=== TRECHO ===
'''

Redação Webventure/ Montanhismo

Manoel Morgado completa os Sete Cumes (foto: Arquivo pessoal)
Manoel Morgado completa os Sete Cumes (foto: Arquivo pessoal)

O brasileiro Manoel Morgado relata como foi a subida do Vinson, a montanha mais alta da Antártica, com 4.892 metros de altitude. Com o feito, realizado no dia 11 de dezembro de 2011, ele se tornou o segundo brasileiro a completar os Sete Cumes, formado pelas montanhas mais altas de cada continente (com a América dividida entre Norte e Sul, mais o continente gelado). O primeiro brasileiro a conseguir o feito foi Waldemar Niclevicz, em 1997.

TEXTO DO MORGADO:

Como em boa parte das minhas escaladas, o dia de cume amanheceu com céu azul e sem vento, condições fundamentais para um cume tão frio como o do Vinson, a mais alta montanha da Antártica. Já estava no continente há oito dias e a temperatura não havia subido para mais do que os 15 graus negativos, embora dentro da barraca chegasse a ficar razoavelmente confortável com o sol de 24 horas que rodava ao meu redor, como se fossem eternas 16 horas. A única hora que não tinha sol, apenas luz, era quando em seu trajeto ele entrava atrás de uma montanha. Aí, mesmo dentro da barraca a temperatura desabava.

'''

=== EXTRATO DE DADOS ===
'''

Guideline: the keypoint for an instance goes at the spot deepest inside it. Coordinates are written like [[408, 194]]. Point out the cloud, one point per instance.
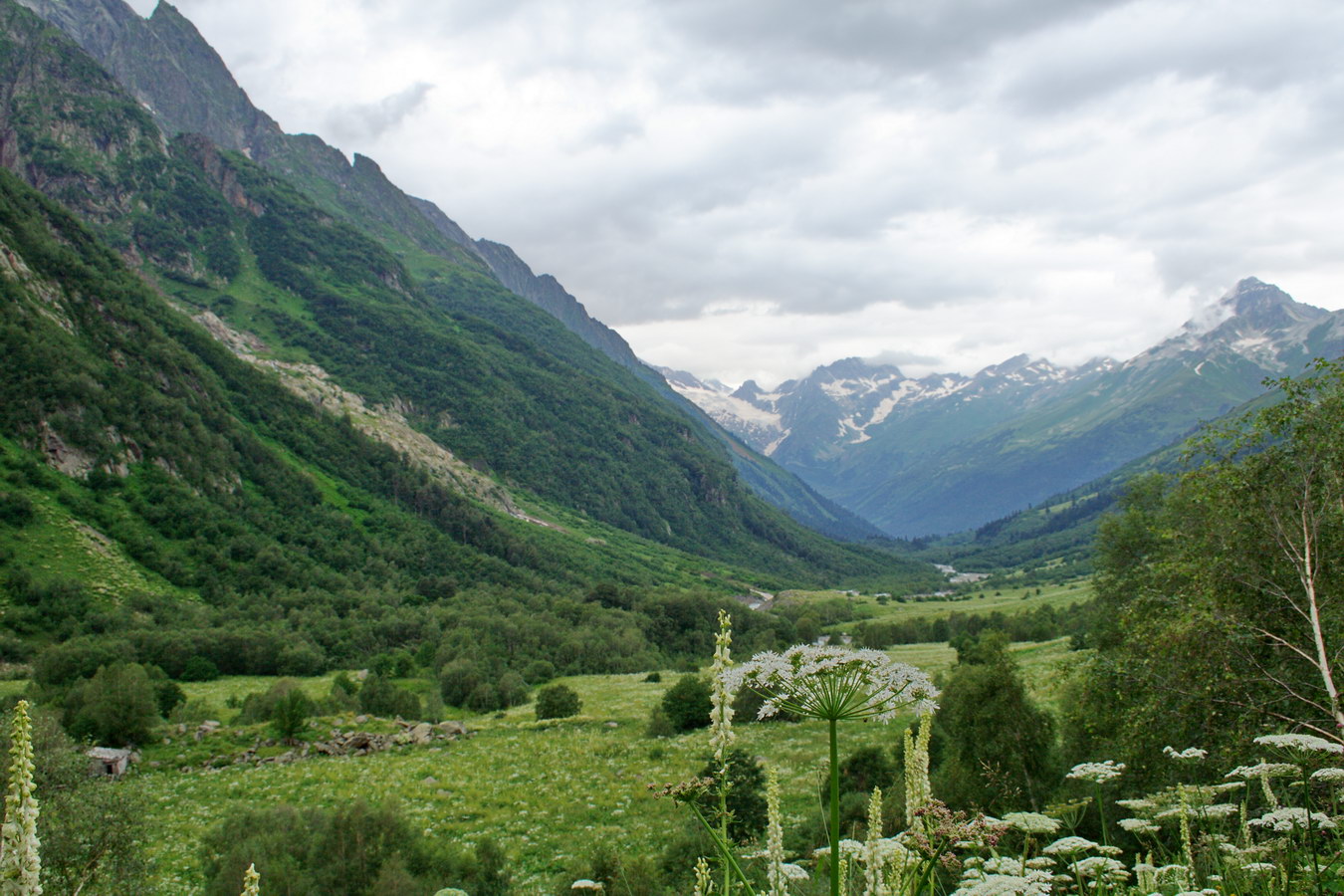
[[368, 121], [764, 185]]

'''

=== TAREFA CURTA 1 ===
Segundo o trecho, quem foi o primeiro brasileiro a completar os Sete Cumes e em que ano?
=== TAREFA CURTA 2 ===
Liste todos os números escritos em algarismos que aparecem no trecho, na ordem em que surgem.
Baseie-se apenas no trecho para responder.

=== RESULTADO 1 ===
Waldemar Niclevicz, em 1997.

=== RESULTADO 2 ===
4.892, 11, 2011, 1997, 15, 24, 16